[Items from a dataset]
◆ ◆ ◆ ◆

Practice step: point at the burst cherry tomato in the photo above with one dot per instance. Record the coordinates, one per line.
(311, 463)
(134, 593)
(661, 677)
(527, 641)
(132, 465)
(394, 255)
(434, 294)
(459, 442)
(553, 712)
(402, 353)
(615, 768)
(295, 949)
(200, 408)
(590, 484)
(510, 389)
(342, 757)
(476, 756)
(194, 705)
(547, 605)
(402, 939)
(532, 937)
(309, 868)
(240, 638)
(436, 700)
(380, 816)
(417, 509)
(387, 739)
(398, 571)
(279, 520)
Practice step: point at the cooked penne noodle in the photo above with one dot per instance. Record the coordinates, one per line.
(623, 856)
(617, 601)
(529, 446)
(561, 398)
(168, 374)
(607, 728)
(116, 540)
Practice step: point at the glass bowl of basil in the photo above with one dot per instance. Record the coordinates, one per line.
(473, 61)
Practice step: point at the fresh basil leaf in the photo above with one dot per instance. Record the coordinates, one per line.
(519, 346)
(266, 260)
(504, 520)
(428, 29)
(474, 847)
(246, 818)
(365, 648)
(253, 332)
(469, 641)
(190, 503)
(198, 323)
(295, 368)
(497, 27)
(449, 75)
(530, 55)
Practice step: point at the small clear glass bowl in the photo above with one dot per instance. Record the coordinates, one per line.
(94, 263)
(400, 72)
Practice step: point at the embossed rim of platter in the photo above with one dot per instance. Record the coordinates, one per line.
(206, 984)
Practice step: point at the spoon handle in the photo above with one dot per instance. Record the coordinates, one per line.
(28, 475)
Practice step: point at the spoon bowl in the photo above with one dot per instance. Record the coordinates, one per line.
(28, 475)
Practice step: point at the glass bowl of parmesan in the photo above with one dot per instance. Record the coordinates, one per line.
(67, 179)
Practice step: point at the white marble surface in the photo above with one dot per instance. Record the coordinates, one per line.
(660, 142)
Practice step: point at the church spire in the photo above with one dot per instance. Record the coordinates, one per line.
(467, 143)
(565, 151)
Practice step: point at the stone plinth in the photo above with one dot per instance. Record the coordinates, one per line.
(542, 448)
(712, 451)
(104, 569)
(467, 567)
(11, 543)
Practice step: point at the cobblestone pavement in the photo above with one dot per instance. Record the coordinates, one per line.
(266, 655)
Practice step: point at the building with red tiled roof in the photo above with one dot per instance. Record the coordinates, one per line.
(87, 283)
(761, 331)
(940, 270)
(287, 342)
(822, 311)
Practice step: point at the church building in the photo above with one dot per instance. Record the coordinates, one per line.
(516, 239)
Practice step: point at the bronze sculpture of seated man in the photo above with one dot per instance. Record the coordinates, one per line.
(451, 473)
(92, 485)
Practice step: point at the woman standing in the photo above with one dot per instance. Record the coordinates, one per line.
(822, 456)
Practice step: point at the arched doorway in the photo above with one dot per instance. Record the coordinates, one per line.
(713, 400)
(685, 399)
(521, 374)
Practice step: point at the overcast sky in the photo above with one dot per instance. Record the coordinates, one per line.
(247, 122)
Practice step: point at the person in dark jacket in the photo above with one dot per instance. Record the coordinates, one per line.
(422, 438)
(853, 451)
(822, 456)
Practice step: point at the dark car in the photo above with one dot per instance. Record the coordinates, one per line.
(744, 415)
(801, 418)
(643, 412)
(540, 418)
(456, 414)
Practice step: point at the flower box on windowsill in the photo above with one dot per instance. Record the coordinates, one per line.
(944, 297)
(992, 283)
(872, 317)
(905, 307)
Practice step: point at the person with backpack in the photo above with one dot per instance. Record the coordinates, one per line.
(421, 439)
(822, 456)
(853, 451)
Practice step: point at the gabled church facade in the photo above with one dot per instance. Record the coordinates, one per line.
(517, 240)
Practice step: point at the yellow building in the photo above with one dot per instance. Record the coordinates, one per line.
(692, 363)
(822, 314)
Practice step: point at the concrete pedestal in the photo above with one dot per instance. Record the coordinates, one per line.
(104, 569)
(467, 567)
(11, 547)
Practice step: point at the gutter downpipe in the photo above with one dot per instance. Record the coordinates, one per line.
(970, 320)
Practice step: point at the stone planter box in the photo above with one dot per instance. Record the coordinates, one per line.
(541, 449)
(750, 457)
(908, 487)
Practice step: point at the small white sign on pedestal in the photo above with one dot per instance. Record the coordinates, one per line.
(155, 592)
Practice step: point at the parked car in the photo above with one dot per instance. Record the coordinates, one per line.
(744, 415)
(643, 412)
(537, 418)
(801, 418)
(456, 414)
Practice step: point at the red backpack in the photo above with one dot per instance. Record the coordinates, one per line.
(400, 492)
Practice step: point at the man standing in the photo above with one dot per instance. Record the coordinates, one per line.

◆ ◆ ◆ ◆

- _Your objective_: Return all the data exactly as given.

- _Exercise response_:
Practice step: point at the burst cherry tomato in the photo above with one dot per instance. Record the coordinates, one per line.
(311, 463)
(134, 593)
(661, 677)
(527, 641)
(132, 465)
(394, 255)
(434, 294)
(459, 442)
(553, 712)
(402, 353)
(615, 768)
(295, 949)
(200, 408)
(590, 484)
(510, 389)
(342, 757)
(476, 756)
(194, 705)
(547, 605)
(402, 939)
(532, 937)
(309, 868)
(240, 638)
(436, 700)
(380, 816)
(417, 509)
(387, 739)
(398, 571)
(279, 520)
Practice step: point at the cooked penne noodle in the photo above with one dot per instance. Record the coordinates, one per line.
(623, 856)
(617, 601)
(529, 446)
(561, 398)
(168, 374)
(607, 728)
(116, 540)
Practice step: point at the glass bowl of basil in the photo above with one dot per instance. Record the coordinates, one per line.
(473, 61)
Practice step: point at the fresh basil leaf in the photo above with one dot per instance. Record the coordinates, one per line.
(519, 346)
(266, 260)
(504, 520)
(428, 29)
(474, 847)
(246, 818)
(365, 648)
(253, 332)
(469, 641)
(190, 503)
(198, 323)
(295, 368)
(497, 27)
(449, 75)
(530, 55)
Practice step: point at the small clear glass bowl in the photo above with one dot per instance. Record the coordinates, one per line.
(94, 263)
(400, 72)
Practice step: point at the embossed rim of platter in the photo above with one dot per instance. Record the coordinates, one per line.
(206, 984)
Practice step: point at the spoon handle in the photo above with one dot per instance. Record the coordinates, one per line.
(28, 475)
Practice step: point at the spoon bowl in the photo above with one dot per instance. Record the coordinates, one per line.
(28, 475)
Practice step: point at the glass bowl of parmesan in the photo above with one dot per instance. Record the coordinates, one per line.
(67, 179)
Practice step: point at the white marble surface in the photo above with one dot per instance. Record the coordinates, one per line.
(660, 142)
Practice step: point at the church spire in the photo above with one dot per instance. Record the coordinates, one per line.
(467, 143)
(565, 151)
Practice step: point at the stone plinth in the photo above with one dot per instance. Record the coordinates, one per line.
(542, 448)
(712, 451)
(104, 569)
(467, 567)
(11, 543)
Practice step: point at the cobblestone pavement in the photo above with one dot per instance. Record the coordinates, one per line.
(266, 655)
Practice step: point at the building with red tiled roof in the photo above with one dot per instance. Record the coordinates, one per line.
(87, 283)
(761, 331)
(940, 270)
(287, 342)
(822, 311)
Practice step: point at the church building in the photo above with one dot per instance. Record the coordinates, one per line.
(516, 239)
Practice step: point at the bronze sculpture of seated man in the photo above with one dot per instance. Record the coordinates, one per line.
(451, 473)
(92, 485)
Practice step: point at the woman standing in the photo above with one dot per instance. Record the coordinates, one per line.
(822, 456)
Practice step: point at the arched doorway in the photo above with one dot per instance. Record the coordinates, one per line.
(713, 400)
(685, 399)
(521, 374)
Practice step: point at the overcast sky in the photo above with one dot per instance. Record the coordinates, one per line.
(247, 122)
Practice step: point at the person in dark jacket in the photo above with one dot per instance. Record the coordinates, one per line.
(422, 438)
(853, 451)
(822, 456)
Practice step: point at the dark car in the photo above with one dot per instance. Record the coordinates, one per line.
(744, 415)
(801, 418)
(643, 412)
(540, 418)
(456, 414)
Practice step: point at the flower box on windowsill in the photo above with one dot per instance. Record the coordinates, one per line.
(944, 297)
(992, 283)
(872, 317)
(905, 307)
Practice step: point at the person with backpack in the photo above with one dot per instance. Record the coordinates, one per line.
(421, 439)
(822, 456)
(853, 451)
Practice step: point at the gabled church facade in the photo above with one dot per instance. Record the coordinates, one per line.
(517, 240)
Practice step: point at the yellow building in the photo above with one dot per instance. Record the coordinates, one per line.
(692, 363)
(822, 314)
Practice step: point at the concrete pedestal in the photo above with one dot per instance. Record the coordinates, one per line.
(104, 569)
(467, 567)
(11, 547)
Practice step: point at the gutter downpipe in the photo above with one dot per instance. Record the coordinates, one per line.
(970, 320)
Practice step: point at the stone planter box in the photo above with one dot per instance. Record the coordinates, one per line.
(541, 449)
(750, 457)
(908, 487)
Practice step: point at the small white sign on pedestal in the photo above with one dot per instance. Record the coordinates, one per line.
(155, 592)
Practice step: point at the parked car in the photo above with one dot per instance. Record the coordinates, one per line.
(744, 415)
(643, 412)
(537, 418)
(801, 418)
(456, 414)
Practice step: point at the red backpack in the photo above with one dot per instance. Record the coordinates, one per line.
(400, 492)
Practice step: point at the man standing in the photo above with one dot per instance. Record the coordinates, one per line.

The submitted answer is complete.